_What needs to be done_: Which lines in the records below contain the string "trunk"? Copy each of them out in full.
:: Listed entries
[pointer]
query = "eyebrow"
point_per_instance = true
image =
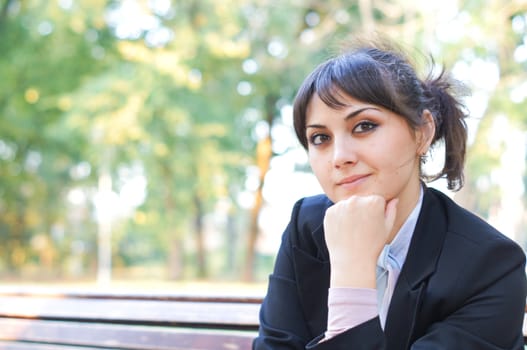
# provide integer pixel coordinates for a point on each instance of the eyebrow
(346, 118)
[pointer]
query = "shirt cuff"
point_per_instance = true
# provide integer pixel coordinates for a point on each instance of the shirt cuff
(349, 307)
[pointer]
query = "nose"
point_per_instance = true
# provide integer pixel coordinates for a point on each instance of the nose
(344, 152)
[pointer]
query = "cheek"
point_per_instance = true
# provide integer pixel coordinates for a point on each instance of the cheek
(319, 165)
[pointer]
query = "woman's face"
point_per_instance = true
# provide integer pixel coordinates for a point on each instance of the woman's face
(363, 149)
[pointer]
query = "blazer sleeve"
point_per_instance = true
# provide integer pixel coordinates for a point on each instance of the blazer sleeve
(487, 309)
(282, 322)
(286, 322)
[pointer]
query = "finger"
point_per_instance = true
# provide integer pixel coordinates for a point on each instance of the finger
(390, 213)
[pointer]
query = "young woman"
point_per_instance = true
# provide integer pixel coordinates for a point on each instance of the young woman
(380, 261)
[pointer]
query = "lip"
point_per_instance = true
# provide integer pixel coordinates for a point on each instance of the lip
(352, 180)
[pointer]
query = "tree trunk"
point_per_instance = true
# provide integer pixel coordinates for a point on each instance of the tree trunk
(200, 240)
(264, 153)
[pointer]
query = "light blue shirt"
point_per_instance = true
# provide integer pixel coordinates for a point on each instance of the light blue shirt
(391, 260)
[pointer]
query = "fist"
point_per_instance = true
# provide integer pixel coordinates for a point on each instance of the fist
(356, 230)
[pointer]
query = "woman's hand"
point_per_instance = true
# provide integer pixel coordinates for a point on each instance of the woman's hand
(356, 230)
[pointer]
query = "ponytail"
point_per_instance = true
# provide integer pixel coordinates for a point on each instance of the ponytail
(449, 116)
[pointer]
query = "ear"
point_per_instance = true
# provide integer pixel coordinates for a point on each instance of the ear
(425, 133)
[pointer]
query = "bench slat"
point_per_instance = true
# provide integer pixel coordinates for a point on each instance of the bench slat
(14, 345)
(243, 315)
(115, 336)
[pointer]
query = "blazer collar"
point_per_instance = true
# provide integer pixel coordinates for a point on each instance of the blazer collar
(421, 262)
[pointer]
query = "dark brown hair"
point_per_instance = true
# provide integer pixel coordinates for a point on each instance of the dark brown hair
(380, 74)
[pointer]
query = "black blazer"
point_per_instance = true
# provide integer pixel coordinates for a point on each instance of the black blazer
(462, 286)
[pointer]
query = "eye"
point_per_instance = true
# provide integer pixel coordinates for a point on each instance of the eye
(364, 126)
(318, 139)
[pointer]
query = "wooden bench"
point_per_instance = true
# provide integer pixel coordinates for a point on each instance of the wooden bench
(94, 320)
(44, 320)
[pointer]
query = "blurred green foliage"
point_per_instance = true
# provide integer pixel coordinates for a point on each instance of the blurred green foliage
(164, 98)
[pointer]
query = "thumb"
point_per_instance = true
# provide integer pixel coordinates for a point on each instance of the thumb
(389, 213)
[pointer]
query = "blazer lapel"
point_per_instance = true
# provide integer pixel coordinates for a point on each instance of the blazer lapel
(423, 253)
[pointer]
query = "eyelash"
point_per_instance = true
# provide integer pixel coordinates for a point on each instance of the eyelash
(366, 125)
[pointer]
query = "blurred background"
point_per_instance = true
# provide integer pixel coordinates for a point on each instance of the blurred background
(150, 142)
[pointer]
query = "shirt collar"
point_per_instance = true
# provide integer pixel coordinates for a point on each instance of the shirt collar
(398, 248)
::::
_Solved problem_:
query = "tree trunk"
# provide integer pixel coordinates for a point on each instance of the tree trunk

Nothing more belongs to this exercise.